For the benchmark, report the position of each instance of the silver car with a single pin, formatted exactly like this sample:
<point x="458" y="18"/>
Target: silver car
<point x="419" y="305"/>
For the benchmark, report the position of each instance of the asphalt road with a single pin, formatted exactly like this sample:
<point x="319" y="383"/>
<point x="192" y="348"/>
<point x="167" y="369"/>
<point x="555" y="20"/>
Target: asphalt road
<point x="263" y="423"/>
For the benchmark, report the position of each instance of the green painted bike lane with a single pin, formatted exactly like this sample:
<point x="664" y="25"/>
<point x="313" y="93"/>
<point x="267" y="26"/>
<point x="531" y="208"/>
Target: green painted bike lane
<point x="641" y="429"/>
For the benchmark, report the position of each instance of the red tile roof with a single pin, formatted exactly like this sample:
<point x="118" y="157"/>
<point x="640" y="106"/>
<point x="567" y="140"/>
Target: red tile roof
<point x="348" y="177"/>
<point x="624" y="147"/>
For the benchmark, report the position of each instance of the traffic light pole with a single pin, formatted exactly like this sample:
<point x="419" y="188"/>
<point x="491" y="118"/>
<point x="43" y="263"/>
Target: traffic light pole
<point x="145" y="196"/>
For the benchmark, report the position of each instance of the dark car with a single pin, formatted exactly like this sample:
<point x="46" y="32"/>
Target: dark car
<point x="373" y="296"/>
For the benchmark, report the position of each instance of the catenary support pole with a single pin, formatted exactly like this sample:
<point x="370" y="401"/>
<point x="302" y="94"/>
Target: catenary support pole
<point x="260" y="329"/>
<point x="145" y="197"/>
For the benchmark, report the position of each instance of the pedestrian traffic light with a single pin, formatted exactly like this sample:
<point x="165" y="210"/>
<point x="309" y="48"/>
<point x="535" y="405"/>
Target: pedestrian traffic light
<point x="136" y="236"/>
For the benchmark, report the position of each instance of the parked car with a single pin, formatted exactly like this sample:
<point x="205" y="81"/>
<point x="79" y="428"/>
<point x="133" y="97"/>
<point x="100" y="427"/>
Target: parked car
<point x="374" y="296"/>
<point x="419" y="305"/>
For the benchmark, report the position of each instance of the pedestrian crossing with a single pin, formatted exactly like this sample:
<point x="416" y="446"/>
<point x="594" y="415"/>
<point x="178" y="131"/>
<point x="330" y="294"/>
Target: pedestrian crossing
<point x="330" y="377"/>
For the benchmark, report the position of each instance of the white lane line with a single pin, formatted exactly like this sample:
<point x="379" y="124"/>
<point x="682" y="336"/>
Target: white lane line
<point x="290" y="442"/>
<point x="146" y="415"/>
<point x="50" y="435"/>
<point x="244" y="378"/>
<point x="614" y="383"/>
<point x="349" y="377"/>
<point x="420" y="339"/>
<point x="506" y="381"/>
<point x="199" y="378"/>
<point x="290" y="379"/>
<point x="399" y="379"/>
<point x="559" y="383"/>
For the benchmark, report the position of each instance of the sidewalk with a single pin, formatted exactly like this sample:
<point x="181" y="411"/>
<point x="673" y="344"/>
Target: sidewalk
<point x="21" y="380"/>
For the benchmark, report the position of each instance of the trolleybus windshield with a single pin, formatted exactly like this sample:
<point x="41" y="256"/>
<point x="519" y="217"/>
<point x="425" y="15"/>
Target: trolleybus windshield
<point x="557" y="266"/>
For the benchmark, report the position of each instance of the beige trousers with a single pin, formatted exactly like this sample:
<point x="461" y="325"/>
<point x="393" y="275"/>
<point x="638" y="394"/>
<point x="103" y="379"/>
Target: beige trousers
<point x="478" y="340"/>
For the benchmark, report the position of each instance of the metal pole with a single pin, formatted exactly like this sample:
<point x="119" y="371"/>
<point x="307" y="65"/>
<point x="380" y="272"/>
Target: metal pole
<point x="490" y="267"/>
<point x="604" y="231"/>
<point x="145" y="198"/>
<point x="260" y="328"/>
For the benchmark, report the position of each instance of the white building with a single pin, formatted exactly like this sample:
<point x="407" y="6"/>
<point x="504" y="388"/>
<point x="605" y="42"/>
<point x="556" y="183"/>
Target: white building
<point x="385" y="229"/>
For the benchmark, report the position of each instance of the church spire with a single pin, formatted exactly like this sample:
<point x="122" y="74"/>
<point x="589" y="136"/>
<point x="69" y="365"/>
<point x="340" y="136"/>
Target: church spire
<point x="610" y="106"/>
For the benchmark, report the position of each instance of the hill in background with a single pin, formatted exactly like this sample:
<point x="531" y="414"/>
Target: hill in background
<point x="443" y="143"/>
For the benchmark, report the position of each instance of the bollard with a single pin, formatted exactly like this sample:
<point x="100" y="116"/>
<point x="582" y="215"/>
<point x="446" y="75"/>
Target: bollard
________________
Given exercise
Copy the records from the line that contains "of the beige" through the end of the records, keeping every line, requests included. Add 109 to each x and y coordinate in the answer points, and leave the sample points in the requests unchanged.

Reply
For the benchmark, report the position of each instance of the beige trousers with a single pin, formatted exactly like this sample:
<point x="461" y="325"/>
<point x="393" y="275"/>
<point x="638" y="394"/>
<point x="103" y="379"/>
Target: beige trousers
<point x="587" y="449"/>
For the benchmark, report the position of each instance of the metal pole with a single pin, formatted exactly like this sample:
<point x="119" y="371"/>
<point x="307" y="65"/>
<point x="380" y="272"/>
Target: metal pole
<point x="599" y="376"/>
<point x="713" y="340"/>
<point x="254" y="307"/>
<point x="369" y="437"/>
For the benchmark, report the position of each instance of the white building with a single pin, formatted exactly like this sample:
<point x="407" y="6"/>
<point x="504" y="388"/>
<point x="605" y="42"/>
<point x="556" y="183"/>
Target: white building
<point x="494" y="338"/>
For the benchmark, report the position of each instance of the church spire with a single pin, formatted exactly like this sample:
<point x="122" y="74"/>
<point x="589" y="136"/>
<point x="69" y="365"/>
<point x="340" y="136"/>
Target: church spire
<point x="719" y="215"/>
For the benchmark, report the position of each instance of the hill in background with a single pin, formatted exactly like this sample:
<point x="531" y="414"/>
Target: hill in background
<point x="552" y="252"/>
For the benchmark, report the position of each instance of the bollard with a single pin, formatted exactly like this sample:
<point x="100" y="116"/>
<point x="582" y="215"/>
<point x="446" y="75"/>
Target: bollard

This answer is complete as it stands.